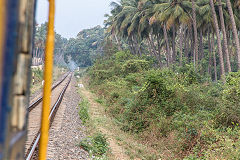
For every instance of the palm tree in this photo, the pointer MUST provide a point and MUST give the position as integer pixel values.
(218, 40)
(234, 28)
(225, 43)
(194, 19)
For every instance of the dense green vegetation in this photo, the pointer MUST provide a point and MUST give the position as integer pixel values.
(168, 71)
(180, 31)
(82, 50)
(170, 75)
(202, 116)
(86, 46)
(96, 145)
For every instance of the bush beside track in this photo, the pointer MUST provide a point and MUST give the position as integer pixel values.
(179, 111)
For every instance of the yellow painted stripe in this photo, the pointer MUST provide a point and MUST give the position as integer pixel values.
(2, 31)
(47, 82)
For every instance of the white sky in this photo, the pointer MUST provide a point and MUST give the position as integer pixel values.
(74, 15)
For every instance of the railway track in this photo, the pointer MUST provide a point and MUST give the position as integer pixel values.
(35, 114)
(36, 102)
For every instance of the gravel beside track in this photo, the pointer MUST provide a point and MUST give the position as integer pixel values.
(67, 130)
(38, 93)
(35, 116)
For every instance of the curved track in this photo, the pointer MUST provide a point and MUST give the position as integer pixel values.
(35, 116)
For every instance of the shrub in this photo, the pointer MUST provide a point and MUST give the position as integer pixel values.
(135, 65)
(96, 145)
(83, 111)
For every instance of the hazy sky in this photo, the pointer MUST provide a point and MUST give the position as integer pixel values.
(74, 15)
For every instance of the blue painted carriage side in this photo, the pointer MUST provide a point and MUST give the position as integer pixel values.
(8, 63)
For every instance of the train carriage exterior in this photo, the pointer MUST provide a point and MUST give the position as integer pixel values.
(16, 39)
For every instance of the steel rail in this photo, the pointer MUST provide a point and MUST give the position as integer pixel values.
(39, 100)
(51, 117)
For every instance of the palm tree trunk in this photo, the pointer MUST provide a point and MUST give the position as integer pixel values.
(234, 28)
(181, 43)
(186, 50)
(174, 45)
(159, 49)
(167, 44)
(225, 43)
(195, 32)
(118, 42)
(214, 58)
(201, 51)
(210, 53)
(218, 40)
(150, 47)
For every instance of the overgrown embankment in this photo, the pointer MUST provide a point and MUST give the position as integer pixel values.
(176, 111)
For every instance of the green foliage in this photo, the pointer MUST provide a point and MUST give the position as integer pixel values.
(133, 66)
(83, 111)
(84, 48)
(96, 145)
(150, 101)
(230, 111)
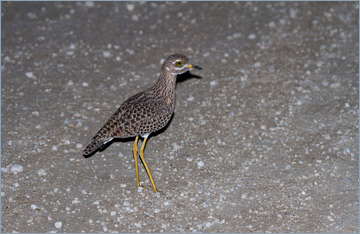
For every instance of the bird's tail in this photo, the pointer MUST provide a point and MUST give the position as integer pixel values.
(95, 144)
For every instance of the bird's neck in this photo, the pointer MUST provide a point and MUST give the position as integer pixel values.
(165, 88)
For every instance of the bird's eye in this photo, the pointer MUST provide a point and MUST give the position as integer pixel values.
(178, 63)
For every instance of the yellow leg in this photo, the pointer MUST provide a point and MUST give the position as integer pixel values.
(141, 154)
(135, 160)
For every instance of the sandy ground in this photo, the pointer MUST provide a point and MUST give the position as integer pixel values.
(264, 138)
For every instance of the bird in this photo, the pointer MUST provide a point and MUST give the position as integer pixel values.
(144, 113)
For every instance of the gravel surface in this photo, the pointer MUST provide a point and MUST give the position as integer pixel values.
(264, 138)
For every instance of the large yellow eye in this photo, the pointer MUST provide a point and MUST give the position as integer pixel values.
(178, 63)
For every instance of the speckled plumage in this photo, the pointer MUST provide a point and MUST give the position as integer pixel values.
(145, 112)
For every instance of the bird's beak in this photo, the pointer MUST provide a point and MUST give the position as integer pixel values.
(191, 66)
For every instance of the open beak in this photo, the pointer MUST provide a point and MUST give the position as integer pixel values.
(191, 66)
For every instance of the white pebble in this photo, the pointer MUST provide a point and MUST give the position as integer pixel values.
(213, 83)
(252, 36)
(89, 4)
(29, 74)
(16, 168)
(257, 64)
(130, 7)
(106, 54)
(75, 201)
(58, 224)
(41, 172)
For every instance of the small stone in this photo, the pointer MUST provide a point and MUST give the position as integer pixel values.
(41, 172)
(252, 36)
(130, 7)
(16, 168)
(58, 224)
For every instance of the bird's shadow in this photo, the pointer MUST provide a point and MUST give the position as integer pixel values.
(180, 78)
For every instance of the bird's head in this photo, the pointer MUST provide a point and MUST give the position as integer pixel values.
(177, 64)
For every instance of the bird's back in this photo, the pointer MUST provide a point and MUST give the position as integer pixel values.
(139, 115)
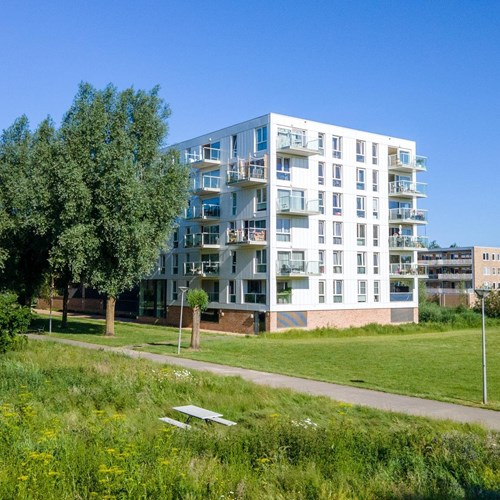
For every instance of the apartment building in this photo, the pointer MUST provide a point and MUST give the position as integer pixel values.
(454, 273)
(295, 223)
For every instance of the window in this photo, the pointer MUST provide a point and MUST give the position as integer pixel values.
(321, 173)
(375, 180)
(360, 178)
(361, 234)
(234, 203)
(261, 199)
(234, 146)
(360, 151)
(338, 286)
(337, 175)
(337, 233)
(376, 237)
(321, 231)
(321, 202)
(361, 291)
(337, 146)
(282, 168)
(360, 206)
(283, 229)
(337, 204)
(375, 208)
(261, 138)
(376, 291)
(337, 262)
(321, 291)
(231, 291)
(375, 154)
(261, 261)
(361, 262)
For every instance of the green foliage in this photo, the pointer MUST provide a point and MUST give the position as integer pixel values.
(14, 320)
(197, 298)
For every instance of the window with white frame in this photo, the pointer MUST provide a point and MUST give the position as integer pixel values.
(361, 234)
(337, 261)
(360, 178)
(321, 291)
(360, 150)
(283, 229)
(337, 146)
(361, 206)
(261, 138)
(338, 291)
(375, 180)
(337, 175)
(361, 291)
(361, 262)
(282, 168)
(337, 233)
(261, 261)
(321, 173)
(374, 153)
(261, 199)
(337, 204)
(321, 231)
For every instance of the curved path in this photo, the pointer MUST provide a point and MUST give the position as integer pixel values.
(353, 395)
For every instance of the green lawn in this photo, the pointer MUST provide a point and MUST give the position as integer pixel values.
(444, 365)
(76, 423)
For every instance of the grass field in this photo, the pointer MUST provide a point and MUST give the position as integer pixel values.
(445, 366)
(78, 424)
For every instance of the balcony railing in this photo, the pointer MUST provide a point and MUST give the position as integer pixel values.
(255, 298)
(205, 211)
(408, 242)
(297, 205)
(201, 240)
(250, 236)
(201, 268)
(408, 215)
(290, 268)
(408, 188)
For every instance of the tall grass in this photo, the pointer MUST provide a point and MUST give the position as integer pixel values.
(77, 424)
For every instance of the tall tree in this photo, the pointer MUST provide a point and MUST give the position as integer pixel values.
(137, 191)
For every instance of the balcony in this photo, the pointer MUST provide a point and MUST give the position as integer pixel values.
(297, 144)
(411, 269)
(206, 156)
(202, 240)
(206, 211)
(204, 268)
(249, 174)
(407, 163)
(297, 268)
(247, 237)
(411, 215)
(297, 205)
(205, 184)
(408, 243)
(407, 189)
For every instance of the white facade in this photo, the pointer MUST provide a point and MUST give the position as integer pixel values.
(300, 220)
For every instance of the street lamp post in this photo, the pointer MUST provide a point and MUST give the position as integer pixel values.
(183, 290)
(482, 293)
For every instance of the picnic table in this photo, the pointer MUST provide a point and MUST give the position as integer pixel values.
(193, 411)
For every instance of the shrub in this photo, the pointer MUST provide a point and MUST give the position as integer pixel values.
(14, 319)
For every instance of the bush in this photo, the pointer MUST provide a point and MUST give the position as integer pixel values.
(14, 319)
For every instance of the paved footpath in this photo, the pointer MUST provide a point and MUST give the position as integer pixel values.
(353, 395)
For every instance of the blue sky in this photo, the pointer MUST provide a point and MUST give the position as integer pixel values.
(422, 70)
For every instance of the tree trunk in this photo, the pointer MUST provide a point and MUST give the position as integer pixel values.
(195, 329)
(110, 316)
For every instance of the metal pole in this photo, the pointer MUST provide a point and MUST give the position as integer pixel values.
(485, 391)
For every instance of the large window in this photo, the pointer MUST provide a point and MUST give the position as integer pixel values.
(261, 138)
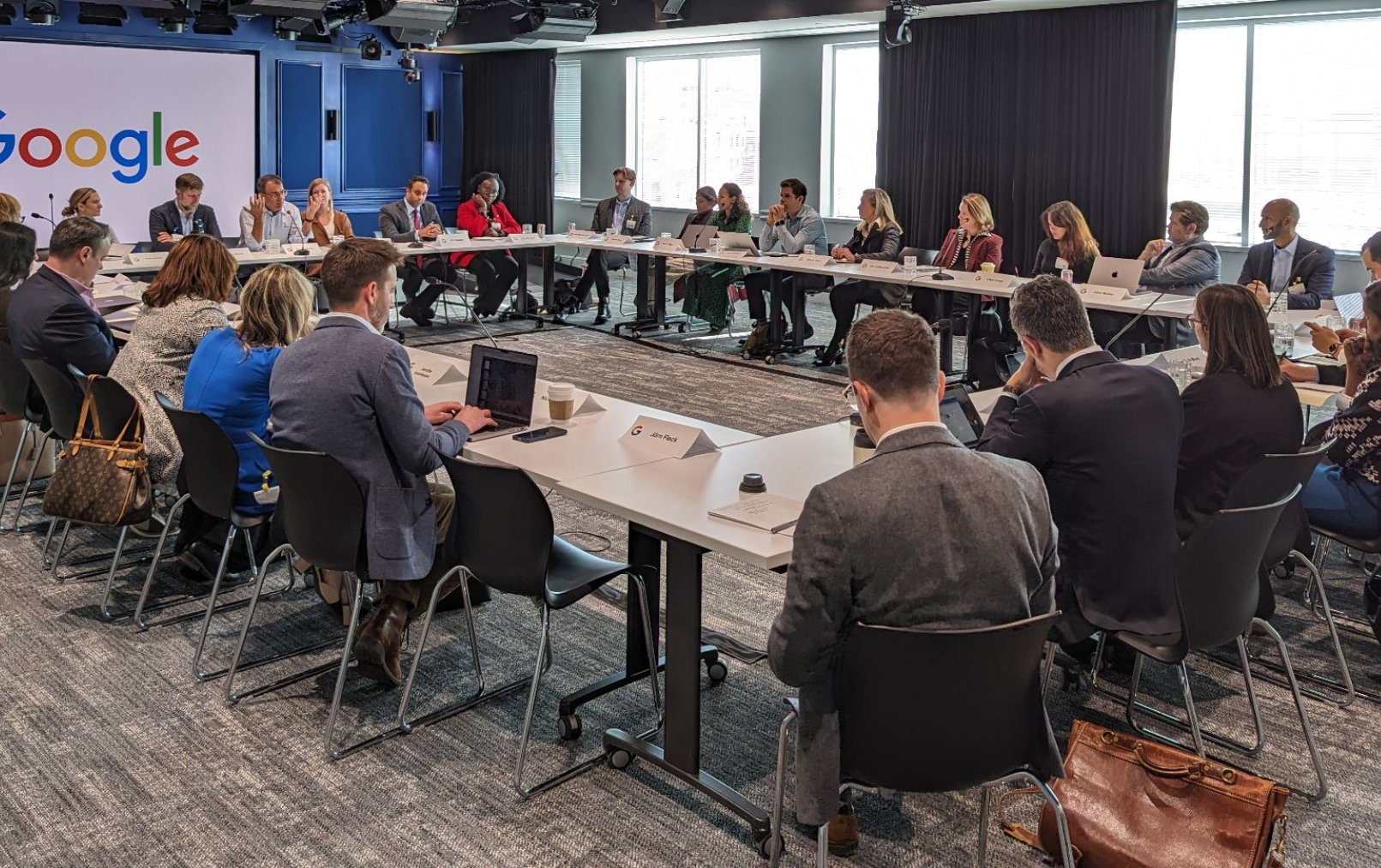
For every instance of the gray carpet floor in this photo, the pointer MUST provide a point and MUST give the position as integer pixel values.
(113, 755)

....................

Extract only the lines from the line containing "For every instance of the tree" through the final line of the records; keep both ends and drop every picture.

For every instance of the tree trunk in this photo, the pointer MUST provide a point and MUST give the position as integer pixel values.
(195, 329)
(110, 316)
For every instance of the metal pole in this photo, the pointer MUST provide a point and MUST give the position as integer pixel values.
(485, 391)
For every instance of the large window in this photo, the pointer MUST provide a point and MUST give the position as integer pixel values.
(261, 138)
For every instance of the gray carpet floor in this photo, the pointer MUST provide a point and MUST give the position as integer pixel values.
(113, 755)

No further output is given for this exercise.